**DATA RECORDS**

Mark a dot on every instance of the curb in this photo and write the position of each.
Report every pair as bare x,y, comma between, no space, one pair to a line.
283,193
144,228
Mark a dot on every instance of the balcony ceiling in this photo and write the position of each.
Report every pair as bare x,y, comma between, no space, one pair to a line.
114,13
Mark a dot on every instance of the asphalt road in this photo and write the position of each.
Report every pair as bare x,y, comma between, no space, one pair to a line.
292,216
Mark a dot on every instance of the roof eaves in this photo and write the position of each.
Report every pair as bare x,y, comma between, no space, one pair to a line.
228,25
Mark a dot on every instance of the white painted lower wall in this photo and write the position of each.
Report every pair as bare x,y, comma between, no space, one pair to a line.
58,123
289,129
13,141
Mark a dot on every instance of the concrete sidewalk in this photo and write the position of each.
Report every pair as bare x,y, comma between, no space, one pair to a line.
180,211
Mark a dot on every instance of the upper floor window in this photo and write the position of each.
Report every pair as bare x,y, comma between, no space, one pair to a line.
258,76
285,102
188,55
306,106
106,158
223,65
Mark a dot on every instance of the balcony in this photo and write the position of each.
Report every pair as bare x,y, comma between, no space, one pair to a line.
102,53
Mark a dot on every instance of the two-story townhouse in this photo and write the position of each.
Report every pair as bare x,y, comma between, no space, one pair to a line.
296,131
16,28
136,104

**PROBLEM**
Retype the entries one by one, exactly.

**RIGHT ANSWER**
Mark a dot on every instance of the curb in this photo and write the position of each.
Report every pair as bare x,y, comma between, no space, one pair to a line.
283,193
144,228
Mark a dot on every instance of the balcony ceiling in this photo and write the position of each.
Report every pair as bare x,y, comma between, no space, one pair to a line.
114,13
Mark a dot on every instance of the asphalt road in this photo and write the position of each.
Report every pair as bare x,y, comma between, no space, one pair to a line.
292,216
Mark a dot on every instance of the roof eaves in this photo and write the position of each.
Report every pair as bare x,y, comma between, no space, one pair to a line.
228,25
Mark a dot on every instance of the white painted lower wall in this photo and write the position of each.
Report every pair as bare x,y, comma between, no space, one pair to a line.
58,123
289,129
13,141
Mark a dot on every instance of the concrete sidewalk in this photo and write the position of each.
Report every pair as bare x,y, comma between, no space, one pair to a line.
180,211
Mark a dot on every instance of the upper floor window in this photo and write the position of each.
Report every pair as bare x,y, comma between, no space, one pair to a line.
258,76
285,102
188,55
306,106
106,158
223,65
Mark a dot on every instance of the balcony in this photo and write the position of each.
Report every pair as bare x,y, comma between, no space, one pair to a line.
102,53
Mark a dot on every instance of the two-story townhouse in this photo and write the position of each.
Report every pair as bare x,y, comma between, no space, one pair to a line.
296,131
16,28
136,104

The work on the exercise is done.